• [Record list]

* begin *

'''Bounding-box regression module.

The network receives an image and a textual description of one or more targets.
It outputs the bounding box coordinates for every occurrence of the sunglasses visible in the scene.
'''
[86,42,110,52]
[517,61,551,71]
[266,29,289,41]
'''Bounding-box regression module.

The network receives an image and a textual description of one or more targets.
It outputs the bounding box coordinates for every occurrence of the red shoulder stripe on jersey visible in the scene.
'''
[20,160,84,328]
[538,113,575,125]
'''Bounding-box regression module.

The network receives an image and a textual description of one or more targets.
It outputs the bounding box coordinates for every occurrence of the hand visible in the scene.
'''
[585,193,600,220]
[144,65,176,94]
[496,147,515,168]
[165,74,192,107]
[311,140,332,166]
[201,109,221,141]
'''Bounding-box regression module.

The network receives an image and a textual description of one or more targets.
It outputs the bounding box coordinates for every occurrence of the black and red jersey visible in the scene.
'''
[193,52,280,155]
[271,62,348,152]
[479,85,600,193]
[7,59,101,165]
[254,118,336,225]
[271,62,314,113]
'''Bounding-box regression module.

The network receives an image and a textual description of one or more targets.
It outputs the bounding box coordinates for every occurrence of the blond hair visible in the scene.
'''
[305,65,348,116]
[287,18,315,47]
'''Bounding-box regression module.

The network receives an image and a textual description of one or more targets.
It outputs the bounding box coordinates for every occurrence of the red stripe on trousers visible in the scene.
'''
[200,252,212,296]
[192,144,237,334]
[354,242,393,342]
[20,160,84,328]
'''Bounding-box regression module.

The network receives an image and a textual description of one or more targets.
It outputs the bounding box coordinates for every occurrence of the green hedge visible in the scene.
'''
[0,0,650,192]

* end *
* begin *

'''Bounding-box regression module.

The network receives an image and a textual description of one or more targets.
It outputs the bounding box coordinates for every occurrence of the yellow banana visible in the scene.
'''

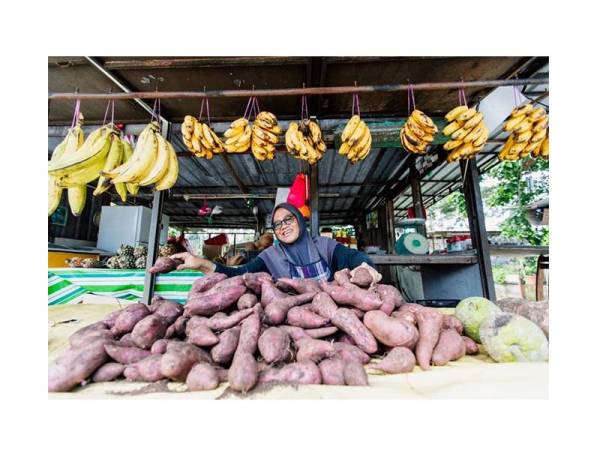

* end *
* begin *

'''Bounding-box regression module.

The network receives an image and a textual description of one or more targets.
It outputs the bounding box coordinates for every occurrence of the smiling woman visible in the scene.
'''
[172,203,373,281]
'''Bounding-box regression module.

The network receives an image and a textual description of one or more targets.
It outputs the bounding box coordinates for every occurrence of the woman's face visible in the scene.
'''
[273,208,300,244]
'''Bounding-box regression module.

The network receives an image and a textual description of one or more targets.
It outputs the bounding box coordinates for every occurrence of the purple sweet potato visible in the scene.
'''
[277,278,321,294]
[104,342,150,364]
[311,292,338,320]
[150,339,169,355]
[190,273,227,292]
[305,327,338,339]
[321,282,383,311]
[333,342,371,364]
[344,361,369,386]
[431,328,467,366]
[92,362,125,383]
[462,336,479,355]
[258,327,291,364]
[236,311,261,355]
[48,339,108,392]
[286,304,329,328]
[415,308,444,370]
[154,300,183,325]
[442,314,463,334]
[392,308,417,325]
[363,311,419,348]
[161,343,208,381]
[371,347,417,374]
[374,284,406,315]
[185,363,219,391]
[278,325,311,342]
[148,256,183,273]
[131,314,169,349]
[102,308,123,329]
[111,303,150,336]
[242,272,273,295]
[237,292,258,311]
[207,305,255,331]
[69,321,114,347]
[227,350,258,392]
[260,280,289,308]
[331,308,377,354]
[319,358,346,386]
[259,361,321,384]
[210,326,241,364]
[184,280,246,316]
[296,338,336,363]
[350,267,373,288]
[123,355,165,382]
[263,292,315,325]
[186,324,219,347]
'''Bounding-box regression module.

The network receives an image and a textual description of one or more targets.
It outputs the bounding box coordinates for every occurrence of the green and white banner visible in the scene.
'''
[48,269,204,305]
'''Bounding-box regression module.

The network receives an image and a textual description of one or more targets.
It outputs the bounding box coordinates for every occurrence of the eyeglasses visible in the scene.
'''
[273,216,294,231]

* end *

• [Written problem] Display each line of the material above that contains the string "woman".

• [Complete response]
It outputs the bounding box coordinates for every occurrence of the smiling woman visible in the scene.
It outputs the bounding box coordinates for every occurrence of the woman's face visible in the scene.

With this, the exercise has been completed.